=== To be done ===
Write out the items again from the start up to and including the line with "x=590, y=570", leaving out the pictures. In the answers, multiply each x and y coordinate by 1.3 and round to a whole number, with halves going up, but keep the numbers in the requests and their sample points unchanged.

=== Extracted information ===
= = =
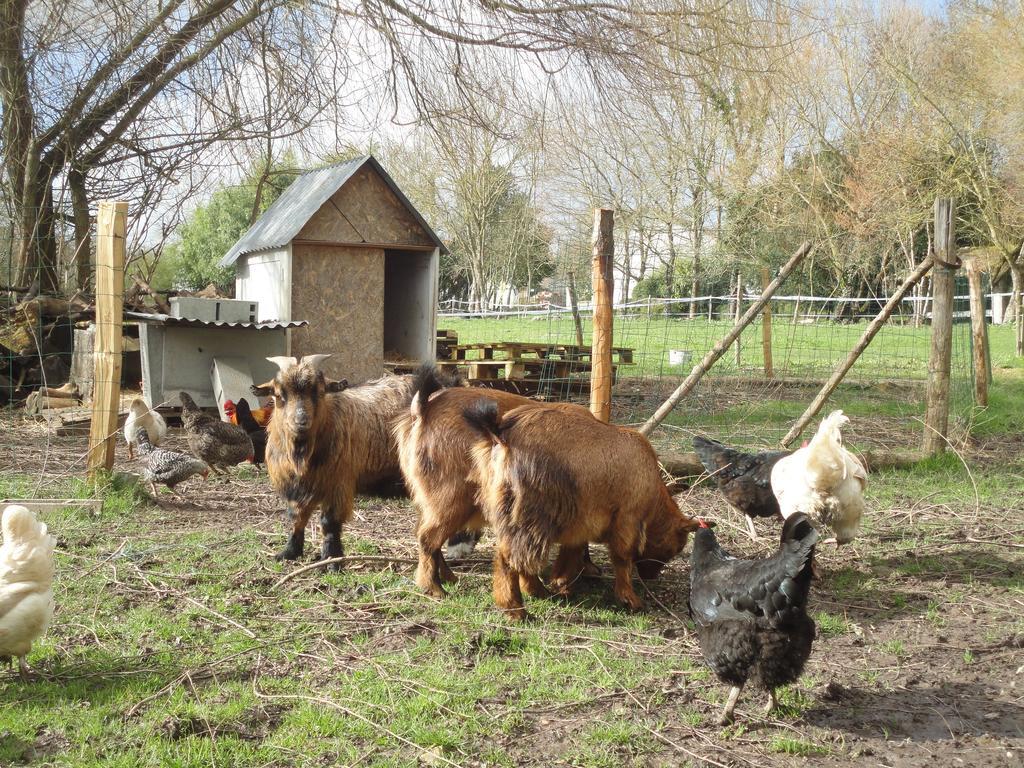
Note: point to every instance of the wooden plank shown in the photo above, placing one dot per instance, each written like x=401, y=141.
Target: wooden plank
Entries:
x=112, y=224
x=943, y=279
x=720, y=348
x=873, y=327
x=688, y=465
x=766, y=326
x=979, y=337
x=603, y=280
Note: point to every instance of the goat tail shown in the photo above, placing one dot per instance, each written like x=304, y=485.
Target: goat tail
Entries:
x=482, y=418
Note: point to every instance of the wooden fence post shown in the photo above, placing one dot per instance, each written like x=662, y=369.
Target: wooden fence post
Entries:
x=723, y=345
x=766, y=326
x=603, y=278
x=112, y=223
x=738, y=313
x=943, y=279
x=979, y=337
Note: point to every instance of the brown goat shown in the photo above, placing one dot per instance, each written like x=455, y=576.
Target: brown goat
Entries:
x=326, y=442
x=434, y=444
x=558, y=475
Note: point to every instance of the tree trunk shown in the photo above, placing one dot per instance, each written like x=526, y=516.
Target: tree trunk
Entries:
x=1017, y=276
x=670, y=270
x=83, y=233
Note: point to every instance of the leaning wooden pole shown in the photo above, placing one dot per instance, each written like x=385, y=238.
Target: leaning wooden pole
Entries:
x=840, y=373
x=979, y=335
x=766, y=327
x=112, y=223
x=943, y=282
x=723, y=345
x=574, y=306
x=600, y=375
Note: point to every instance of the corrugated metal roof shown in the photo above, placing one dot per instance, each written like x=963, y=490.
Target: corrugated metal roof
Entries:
x=167, y=320
x=289, y=213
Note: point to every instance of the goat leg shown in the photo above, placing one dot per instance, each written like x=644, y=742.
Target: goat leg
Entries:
x=623, y=566
x=508, y=597
x=531, y=585
x=297, y=541
x=331, y=528
x=567, y=569
x=431, y=537
x=590, y=570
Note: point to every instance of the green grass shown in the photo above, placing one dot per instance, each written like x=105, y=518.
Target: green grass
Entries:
x=896, y=352
x=796, y=747
x=174, y=649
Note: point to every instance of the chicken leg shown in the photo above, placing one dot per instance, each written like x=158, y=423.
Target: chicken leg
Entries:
x=730, y=705
x=772, y=701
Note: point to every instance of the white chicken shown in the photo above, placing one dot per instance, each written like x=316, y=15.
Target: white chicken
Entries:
x=141, y=416
x=26, y=584
x=823, y=480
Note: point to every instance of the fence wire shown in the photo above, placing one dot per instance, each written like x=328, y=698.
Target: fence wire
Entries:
x=658, y=342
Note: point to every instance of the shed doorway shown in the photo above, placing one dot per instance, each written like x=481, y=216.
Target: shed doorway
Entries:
x=410, y=298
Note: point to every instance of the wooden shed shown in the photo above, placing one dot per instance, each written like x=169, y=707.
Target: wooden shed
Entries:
x=343, y=249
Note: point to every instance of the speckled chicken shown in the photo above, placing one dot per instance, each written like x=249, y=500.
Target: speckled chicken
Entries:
x=744, y=479
x=256, y=433
x=167, y=467
x=26, y=584
x=218, y=443
x=752, y=614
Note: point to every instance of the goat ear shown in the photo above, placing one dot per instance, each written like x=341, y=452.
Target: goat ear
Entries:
x=283, y=363
x=313, y=359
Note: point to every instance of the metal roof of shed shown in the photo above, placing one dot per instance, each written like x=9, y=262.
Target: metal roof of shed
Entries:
x=289, y=213
x=168, y=320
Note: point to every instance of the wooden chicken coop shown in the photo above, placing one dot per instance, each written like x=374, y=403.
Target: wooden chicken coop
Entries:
x=343, y=249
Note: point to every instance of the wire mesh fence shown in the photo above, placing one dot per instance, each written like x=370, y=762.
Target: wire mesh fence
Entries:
x=48, y=343
x=658, y=341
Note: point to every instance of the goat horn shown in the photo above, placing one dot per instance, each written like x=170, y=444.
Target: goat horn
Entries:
x=313, y=359
x=284, y=363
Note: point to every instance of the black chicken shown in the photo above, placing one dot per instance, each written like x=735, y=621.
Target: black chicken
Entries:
x=752, y=614
x=246, y=420
x=744, y=479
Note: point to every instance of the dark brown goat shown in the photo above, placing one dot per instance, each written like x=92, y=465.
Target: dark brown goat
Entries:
x=558, y=475
x=326, y=442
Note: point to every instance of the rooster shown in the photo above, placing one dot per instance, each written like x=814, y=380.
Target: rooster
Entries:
x=823, y=480
x=141, y=416
x=744, y=479
x=167, y=467
x=752, y=614
x=245, y=419
x=218, y=443
x=26, y=584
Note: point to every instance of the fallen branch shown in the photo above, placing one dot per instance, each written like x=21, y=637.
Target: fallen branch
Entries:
x=344, y=558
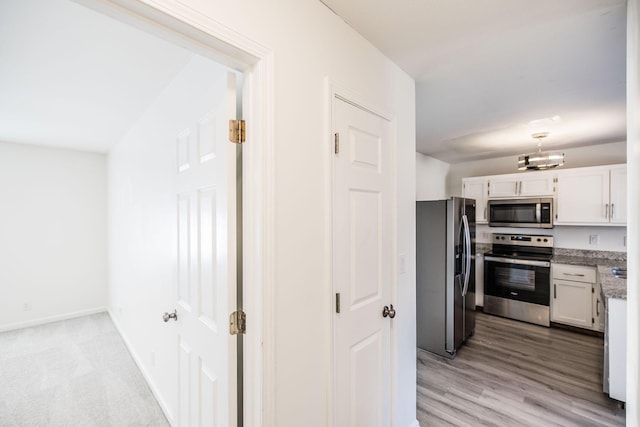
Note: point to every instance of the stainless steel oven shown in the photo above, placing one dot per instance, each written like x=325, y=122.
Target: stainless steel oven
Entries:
x=532, y=213
x=517, y=275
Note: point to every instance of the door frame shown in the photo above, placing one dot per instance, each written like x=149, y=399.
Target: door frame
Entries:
= = =
=== Correct answer ===
Note: point to every instance of the wooden plank shown in the photo above, placing one dot per instance, each written like x=401, y=141.
Target: wooden plank
Entries:
x=146, y=291
x=1226, y=363
x=936, y=452
x=1135, y=425
x=894, y=605
x=996, y=424
x=1273, y=438
x=784, y=364
Note: point to every instance of the goat tail shown in the photo above, placing one dot per instance, each written like x=304, y=485.
Target: goat tail
Entries:
x=627, y=543
Note: point to every instance of the wooden fence post shown in the photo above, placing one dot per instance, each written like x=662, y=369.
Target: wooden fence post
Entries:
x=940, y=449
x=996, y=424
x=784, y=361
x=146, y=290
x=959, y=407
x=1226, y=363
x=1273, y=438
Note: point to every instance of the brown goat shown in the photo above, placing one dot per instance, each written like x=455, y=576.
Target: brown goat
Entries:
x=424, y=575
x=564, y=577
x=725, y=618
Note: point to every instance of the tree trunk shown in the photo above, placing one dot per instance, each written like x=526, y=516.
Target: tree trunk
Entries:
x=1322, y=359
x=871, y=351
x=108, y=303
Note: point to every instance of the leaning wooden pole shown in the photo above, placing one dot per instance, each written like x=385, y=238.
Target: leaning wooden pole
Entries:
x=1092, y=485
x=1273, y=436
x=996, y=425
x=146, y=290
x=1226, y=367
x=940, y=449
x=746, y=398
x=780, y=488
Note: point to every instance of the corrugated metal roof shown in the photo above, placing one dot per instance, each written like x=963, y=490.
Target: corrugated metal roof
Entries:
x=217, y=416
x=376, y=277
Note: point to every instance of the goat leg shown in the photo above, placing one dot per instance, each written like x=644, y=742.
Target: goat leg
Entries:
x=810, y=736
x=660, y=776
x=690, y=761
x=386, y=703
x=430, y=686
x=737, y=740
x=560, y=698
x=767, y=741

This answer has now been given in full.